* _The task_:
Your task is to write out the lines from the line containing "Expected: one point per instance of the blue" through the last line of the material, exactly.

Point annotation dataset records

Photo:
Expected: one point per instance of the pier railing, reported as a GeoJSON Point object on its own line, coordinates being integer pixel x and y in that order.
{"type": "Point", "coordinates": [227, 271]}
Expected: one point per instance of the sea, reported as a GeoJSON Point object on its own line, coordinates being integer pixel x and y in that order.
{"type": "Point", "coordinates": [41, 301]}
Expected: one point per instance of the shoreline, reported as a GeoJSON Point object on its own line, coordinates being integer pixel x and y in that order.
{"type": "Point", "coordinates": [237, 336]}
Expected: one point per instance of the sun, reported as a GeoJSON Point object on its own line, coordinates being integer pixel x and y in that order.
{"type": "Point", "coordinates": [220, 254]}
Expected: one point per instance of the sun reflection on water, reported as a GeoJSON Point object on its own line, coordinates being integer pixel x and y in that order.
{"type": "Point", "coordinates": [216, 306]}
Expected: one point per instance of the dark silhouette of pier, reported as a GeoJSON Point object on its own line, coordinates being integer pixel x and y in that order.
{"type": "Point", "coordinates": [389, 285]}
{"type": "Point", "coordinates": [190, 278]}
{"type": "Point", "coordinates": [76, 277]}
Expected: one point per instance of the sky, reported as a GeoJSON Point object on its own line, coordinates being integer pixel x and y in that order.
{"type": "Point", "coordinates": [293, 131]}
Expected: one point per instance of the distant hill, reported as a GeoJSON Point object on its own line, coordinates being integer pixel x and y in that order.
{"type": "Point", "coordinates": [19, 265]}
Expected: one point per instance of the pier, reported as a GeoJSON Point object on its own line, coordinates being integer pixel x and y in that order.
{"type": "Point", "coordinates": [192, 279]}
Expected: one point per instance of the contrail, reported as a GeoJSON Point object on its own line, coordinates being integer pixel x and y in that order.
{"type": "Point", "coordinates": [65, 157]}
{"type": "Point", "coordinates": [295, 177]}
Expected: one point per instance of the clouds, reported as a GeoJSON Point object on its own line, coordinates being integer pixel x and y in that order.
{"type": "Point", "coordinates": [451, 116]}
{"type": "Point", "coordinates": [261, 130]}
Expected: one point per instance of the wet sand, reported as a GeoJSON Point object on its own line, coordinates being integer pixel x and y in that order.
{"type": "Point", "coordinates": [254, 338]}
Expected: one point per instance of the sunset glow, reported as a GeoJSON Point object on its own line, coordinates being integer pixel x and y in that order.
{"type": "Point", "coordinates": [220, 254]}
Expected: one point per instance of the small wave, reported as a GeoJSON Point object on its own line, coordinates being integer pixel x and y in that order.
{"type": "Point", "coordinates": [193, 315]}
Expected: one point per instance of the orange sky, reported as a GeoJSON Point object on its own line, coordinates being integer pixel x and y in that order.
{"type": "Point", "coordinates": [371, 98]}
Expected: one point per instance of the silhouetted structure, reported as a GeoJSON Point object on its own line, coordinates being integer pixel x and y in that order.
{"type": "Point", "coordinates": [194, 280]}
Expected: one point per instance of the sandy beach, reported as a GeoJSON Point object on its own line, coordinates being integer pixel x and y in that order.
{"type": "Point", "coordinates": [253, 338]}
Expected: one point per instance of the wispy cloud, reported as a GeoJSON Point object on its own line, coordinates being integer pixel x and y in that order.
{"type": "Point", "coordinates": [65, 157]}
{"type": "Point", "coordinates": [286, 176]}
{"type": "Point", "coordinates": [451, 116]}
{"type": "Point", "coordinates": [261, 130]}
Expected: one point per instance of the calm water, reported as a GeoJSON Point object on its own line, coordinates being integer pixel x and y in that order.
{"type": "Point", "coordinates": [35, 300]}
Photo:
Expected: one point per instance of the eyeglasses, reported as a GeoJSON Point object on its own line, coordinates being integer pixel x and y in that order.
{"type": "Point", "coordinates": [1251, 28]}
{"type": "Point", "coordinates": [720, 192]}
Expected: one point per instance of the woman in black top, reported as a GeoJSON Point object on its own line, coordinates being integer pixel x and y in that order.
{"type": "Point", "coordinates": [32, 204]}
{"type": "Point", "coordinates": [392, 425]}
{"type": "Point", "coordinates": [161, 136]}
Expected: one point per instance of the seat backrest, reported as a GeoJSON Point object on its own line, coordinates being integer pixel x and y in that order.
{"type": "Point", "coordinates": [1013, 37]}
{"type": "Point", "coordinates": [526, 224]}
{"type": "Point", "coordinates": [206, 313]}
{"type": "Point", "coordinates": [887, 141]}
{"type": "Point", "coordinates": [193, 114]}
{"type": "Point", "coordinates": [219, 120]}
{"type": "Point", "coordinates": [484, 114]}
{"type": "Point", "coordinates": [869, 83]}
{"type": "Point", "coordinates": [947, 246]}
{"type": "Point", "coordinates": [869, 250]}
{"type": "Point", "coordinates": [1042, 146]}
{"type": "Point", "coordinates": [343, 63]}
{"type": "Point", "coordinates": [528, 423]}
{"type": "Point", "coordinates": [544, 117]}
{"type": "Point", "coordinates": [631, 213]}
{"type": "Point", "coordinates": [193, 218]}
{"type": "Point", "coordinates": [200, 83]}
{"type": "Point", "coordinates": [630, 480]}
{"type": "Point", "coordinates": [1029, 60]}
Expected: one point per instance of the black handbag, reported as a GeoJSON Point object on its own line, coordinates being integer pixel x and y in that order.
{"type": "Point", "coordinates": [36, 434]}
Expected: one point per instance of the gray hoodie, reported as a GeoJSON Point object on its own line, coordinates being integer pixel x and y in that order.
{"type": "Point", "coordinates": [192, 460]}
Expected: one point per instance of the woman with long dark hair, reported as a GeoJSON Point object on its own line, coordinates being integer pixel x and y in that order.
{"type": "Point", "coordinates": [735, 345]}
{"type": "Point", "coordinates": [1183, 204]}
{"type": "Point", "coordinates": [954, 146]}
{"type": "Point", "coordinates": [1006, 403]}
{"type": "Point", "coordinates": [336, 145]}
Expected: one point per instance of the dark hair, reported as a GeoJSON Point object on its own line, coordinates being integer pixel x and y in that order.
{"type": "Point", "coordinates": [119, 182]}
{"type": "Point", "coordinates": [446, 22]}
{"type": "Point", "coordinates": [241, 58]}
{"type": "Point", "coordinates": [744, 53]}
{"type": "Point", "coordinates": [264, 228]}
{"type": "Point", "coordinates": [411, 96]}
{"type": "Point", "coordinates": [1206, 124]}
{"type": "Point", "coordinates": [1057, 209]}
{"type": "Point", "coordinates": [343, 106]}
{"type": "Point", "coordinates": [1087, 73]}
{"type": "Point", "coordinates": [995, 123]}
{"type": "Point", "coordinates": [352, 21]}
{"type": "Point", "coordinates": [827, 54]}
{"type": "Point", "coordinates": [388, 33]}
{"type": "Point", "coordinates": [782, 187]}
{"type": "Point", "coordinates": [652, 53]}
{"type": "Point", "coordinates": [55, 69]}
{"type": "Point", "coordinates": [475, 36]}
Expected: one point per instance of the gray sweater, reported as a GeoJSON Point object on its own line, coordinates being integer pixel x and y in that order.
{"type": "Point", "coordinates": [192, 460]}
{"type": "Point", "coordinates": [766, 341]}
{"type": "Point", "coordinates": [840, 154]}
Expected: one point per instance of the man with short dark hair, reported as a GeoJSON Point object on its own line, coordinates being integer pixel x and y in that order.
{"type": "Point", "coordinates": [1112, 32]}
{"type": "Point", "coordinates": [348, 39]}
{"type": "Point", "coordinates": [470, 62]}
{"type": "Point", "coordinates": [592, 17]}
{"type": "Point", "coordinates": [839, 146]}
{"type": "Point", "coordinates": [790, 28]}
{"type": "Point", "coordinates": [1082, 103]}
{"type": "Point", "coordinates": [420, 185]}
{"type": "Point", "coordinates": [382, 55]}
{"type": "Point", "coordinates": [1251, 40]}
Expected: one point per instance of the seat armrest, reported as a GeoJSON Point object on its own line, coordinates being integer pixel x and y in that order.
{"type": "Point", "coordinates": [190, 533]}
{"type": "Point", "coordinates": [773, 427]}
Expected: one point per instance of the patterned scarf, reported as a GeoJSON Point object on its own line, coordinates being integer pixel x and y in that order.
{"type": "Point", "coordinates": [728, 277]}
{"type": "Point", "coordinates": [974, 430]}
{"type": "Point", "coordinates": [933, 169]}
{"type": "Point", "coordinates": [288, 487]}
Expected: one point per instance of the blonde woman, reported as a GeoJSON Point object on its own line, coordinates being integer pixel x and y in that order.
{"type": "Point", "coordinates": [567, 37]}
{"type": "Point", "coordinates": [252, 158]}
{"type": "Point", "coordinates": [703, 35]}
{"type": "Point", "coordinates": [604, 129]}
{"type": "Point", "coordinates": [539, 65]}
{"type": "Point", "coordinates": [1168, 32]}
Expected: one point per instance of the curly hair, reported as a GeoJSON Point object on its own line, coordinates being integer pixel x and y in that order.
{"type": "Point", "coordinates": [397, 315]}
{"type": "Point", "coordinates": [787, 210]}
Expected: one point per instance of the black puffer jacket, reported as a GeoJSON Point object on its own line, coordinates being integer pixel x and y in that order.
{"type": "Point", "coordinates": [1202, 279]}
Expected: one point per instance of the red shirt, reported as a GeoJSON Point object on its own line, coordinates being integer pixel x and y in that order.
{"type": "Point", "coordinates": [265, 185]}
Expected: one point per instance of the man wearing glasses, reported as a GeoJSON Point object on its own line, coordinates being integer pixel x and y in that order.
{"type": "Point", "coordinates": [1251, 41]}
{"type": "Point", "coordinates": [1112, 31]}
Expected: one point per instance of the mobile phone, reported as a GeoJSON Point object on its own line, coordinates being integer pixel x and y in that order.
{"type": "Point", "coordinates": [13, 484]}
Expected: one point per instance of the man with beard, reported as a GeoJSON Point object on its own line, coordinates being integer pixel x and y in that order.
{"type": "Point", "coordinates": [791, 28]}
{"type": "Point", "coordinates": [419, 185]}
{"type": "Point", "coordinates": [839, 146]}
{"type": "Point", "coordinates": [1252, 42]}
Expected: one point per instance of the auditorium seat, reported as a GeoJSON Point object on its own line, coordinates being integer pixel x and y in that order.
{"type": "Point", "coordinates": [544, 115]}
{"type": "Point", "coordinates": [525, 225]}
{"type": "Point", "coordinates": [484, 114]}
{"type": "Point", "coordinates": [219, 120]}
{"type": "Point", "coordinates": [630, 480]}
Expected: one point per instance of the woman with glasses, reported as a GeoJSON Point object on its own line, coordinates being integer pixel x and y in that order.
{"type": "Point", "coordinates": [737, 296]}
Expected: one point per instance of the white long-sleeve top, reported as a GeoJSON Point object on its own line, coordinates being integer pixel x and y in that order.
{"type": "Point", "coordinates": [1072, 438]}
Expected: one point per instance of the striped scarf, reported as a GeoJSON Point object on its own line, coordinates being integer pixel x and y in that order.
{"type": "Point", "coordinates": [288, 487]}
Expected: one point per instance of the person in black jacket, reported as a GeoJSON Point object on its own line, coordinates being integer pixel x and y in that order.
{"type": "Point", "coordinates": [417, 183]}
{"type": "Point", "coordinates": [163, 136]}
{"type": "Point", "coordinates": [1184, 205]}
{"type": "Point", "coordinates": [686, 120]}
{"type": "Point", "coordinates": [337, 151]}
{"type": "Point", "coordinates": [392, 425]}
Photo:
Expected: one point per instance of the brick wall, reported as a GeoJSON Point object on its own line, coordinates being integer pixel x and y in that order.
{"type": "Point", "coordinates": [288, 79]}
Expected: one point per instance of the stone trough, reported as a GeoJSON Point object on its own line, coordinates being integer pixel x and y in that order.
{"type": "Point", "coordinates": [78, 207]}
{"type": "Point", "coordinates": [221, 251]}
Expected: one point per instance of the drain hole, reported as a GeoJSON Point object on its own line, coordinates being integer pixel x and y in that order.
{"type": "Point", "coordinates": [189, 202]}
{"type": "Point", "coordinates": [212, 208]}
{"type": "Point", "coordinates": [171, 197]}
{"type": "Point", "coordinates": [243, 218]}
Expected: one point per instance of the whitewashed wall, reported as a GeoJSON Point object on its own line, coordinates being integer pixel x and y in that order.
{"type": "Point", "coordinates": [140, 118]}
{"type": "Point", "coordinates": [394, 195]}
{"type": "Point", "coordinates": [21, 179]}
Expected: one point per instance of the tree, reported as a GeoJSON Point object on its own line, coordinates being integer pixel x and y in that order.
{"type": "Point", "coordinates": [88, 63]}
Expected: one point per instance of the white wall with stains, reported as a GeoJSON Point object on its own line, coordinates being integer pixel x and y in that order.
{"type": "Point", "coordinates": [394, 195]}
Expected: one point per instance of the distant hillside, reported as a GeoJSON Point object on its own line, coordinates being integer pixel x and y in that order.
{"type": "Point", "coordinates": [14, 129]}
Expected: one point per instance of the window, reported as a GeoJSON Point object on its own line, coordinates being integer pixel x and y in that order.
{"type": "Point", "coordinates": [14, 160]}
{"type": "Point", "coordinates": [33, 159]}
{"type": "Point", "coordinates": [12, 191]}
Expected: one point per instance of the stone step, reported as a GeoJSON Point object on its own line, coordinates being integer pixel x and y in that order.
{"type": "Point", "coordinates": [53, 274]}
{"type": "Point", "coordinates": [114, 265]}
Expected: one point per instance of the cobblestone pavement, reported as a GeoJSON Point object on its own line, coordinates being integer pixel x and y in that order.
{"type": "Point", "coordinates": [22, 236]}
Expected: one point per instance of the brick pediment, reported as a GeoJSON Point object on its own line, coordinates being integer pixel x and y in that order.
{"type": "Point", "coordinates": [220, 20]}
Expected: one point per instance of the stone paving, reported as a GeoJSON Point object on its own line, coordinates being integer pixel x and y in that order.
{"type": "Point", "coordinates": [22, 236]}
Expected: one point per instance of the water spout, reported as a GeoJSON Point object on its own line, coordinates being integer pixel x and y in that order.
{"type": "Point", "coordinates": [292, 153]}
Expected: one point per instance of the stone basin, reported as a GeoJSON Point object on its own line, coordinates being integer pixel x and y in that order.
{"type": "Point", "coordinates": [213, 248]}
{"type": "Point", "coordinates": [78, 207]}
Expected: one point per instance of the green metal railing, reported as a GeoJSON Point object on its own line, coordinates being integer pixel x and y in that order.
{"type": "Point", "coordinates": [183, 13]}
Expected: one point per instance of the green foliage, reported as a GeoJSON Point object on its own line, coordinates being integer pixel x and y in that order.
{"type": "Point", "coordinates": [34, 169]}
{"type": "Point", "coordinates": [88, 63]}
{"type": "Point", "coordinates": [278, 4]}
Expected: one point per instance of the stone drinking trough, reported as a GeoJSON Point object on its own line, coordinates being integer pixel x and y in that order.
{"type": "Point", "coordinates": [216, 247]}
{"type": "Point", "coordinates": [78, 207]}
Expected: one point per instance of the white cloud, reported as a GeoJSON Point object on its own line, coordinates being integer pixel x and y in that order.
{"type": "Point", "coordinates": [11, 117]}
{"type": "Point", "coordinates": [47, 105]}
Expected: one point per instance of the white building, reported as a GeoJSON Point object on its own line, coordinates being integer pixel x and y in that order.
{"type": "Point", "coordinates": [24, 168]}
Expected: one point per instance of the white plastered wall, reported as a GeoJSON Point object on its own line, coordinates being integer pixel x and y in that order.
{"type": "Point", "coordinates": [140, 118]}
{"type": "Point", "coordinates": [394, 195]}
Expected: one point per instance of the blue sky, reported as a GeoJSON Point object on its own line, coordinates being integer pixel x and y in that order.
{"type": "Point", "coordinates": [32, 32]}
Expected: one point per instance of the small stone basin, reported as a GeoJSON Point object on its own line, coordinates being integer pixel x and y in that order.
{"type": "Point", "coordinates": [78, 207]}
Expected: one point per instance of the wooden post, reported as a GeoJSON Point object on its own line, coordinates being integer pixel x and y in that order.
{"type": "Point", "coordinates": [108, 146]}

* _Complete response_:
Expected: one point per instance of the blue sky, reported as a GeoJSON Point object on its own line, coordinates being integer pixel x and y in that order.
{"type": "Point", "coordinates": [32, 32]}
Expected: one point per instance of the small stone basin, reported as a GeoJSON Point object on its own line, coordinates being integer pixel x and y in that order.
{"type": "Point", "coordinates": [78, 207]}
Expected: one point per instance of the wooden post, reported as a GeoJSON Point object on its own line, coordinates being integer pixel x and y in that order.
{"type": "Point", "coordinates": [108, 146]}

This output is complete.